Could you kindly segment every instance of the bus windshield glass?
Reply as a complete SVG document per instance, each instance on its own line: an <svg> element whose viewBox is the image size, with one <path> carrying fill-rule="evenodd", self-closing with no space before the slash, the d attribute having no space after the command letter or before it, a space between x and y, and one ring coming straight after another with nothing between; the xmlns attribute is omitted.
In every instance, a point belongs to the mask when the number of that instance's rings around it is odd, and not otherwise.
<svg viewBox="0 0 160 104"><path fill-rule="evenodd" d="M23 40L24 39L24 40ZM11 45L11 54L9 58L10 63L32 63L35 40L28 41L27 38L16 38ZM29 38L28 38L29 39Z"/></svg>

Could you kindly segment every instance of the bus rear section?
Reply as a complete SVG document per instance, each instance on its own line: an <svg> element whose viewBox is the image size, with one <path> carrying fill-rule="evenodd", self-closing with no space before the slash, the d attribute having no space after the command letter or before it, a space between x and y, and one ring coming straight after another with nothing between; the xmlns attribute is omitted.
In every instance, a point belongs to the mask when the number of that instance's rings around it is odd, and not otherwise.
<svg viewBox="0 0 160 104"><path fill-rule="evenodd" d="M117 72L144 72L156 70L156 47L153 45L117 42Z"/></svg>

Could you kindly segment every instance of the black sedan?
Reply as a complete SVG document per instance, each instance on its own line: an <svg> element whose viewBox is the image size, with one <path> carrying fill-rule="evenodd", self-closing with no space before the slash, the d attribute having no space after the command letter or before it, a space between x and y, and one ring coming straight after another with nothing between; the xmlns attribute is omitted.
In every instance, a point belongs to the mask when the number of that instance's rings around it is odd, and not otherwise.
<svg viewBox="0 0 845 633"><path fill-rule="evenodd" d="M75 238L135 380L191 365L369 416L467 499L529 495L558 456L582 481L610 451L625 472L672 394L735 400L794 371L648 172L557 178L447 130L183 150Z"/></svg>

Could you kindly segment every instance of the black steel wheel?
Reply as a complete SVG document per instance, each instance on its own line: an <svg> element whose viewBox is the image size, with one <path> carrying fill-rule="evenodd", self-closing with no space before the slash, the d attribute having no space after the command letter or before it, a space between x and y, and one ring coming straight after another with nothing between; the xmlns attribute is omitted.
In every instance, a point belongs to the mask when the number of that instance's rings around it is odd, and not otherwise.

....

| What is needed |
Go through the material and tally every line where "black" appears. The number is the whole answer.

| Answer to the exercise |
2